◆ **Teks Kutipan**:
»»
"Jadi, proses penurunan para kru kapal juga tidak semau-maunya nakhoda, tapi sesuai prosedur. Lantas, kenapa KLHK justru sewenang-wenang?" tanya Pahrur.
"Kamu berharap kepada pemerintah, khususnya Imigrasi, agar segera mendeportasi ke-21 kru tersebut. Mereka manusia bebas dan merdeka, mereka berhak untuk bersatu kembali dengan keluarganya. Sehingga, tidak jadi masalah di kemudian hari di Batam," tandasnya.
Kasus ini bermula ketika Badan Keamanan Laut (Bakamla) mengamankan kapal MT Arman 114 di perairan Natuna, April 2023, karena diduga melakukan pemindahan minyak mentah ilegal secara ship to ship transhipment ke Kapal MT S Tinos berbendera Karibia, memalsukan sistem identifikasi otomatis (AIS), dan mencemari perairan.
««
◆ **Data yang Diberikan**:
»»
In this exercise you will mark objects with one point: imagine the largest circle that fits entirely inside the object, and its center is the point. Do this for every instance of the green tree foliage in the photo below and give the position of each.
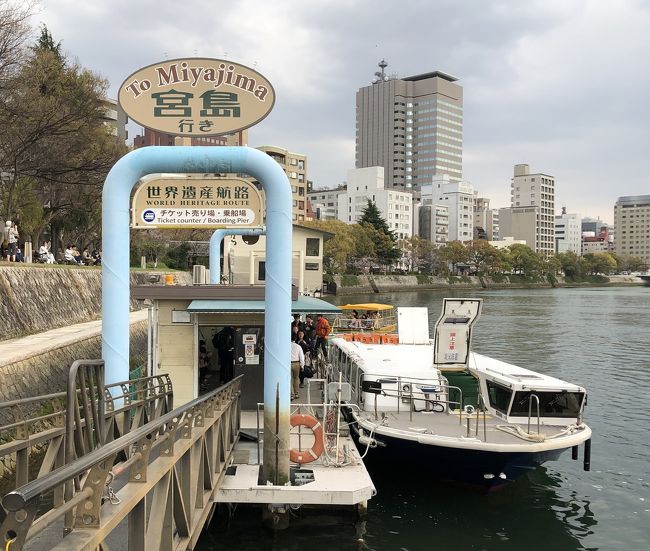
««
◆ **Petunjuk 1**:
Salin kata demi kata bagian teks tentang kasus kapal MT Arman 114, mulai dari "Kasus ini bermula" dan terus hingga "dan mencemari perairan.".
◆ **Petunjuk 2**:
Dalam teks tentang kasus kapal MT Arman 114, ubah paragraf yang diawali "Kasus ini bermula" menjadi daftar butir singkat yang tetap memuat fakta pokoknya.
◆ **Petunjuk 3**:
Menurut teks tentang kasus kapal MT Arman 114, di mana dan kapan Bakamla mengamankan kapal tersebut?
Data tersebut tidak diperlukan untuk mengerjakan apa pun.

◆ **Hasil 1**:
Kasus ini bermula ketika Badan Keamanan Laut (Bakamla) mengamankan kapal MT Arman 114 di perairan Natuna, April 2023, karena diduga melakukan pemindahan minyak mentah ilegal secara ship to ship transhipment ke Kapal MT S Tinos berbendera Karibia, memalsukan sistem identifikasi otomatis (AIS), dan mencemari perairan.

◆ **Hasil 2**:
- Bakamla mengamankan kapal MT Arman 114 di perairan Natuna pada April 2023.
- Kapal itu diduga memindahkan minyak mentah secara ilegal melalui ship to ship transhipment ke Kapal MT S Tinos berbendera Karibia.
- Kapal itu juga diduga memalsukan sistem identifikasi otomatis (AIS).
- Kapal itu diduga mencemari perairan.

◆ **Hasil 3**:
Bakamla mengamankan kapal MT Arman 114 di perairan Natuna pada April 2023.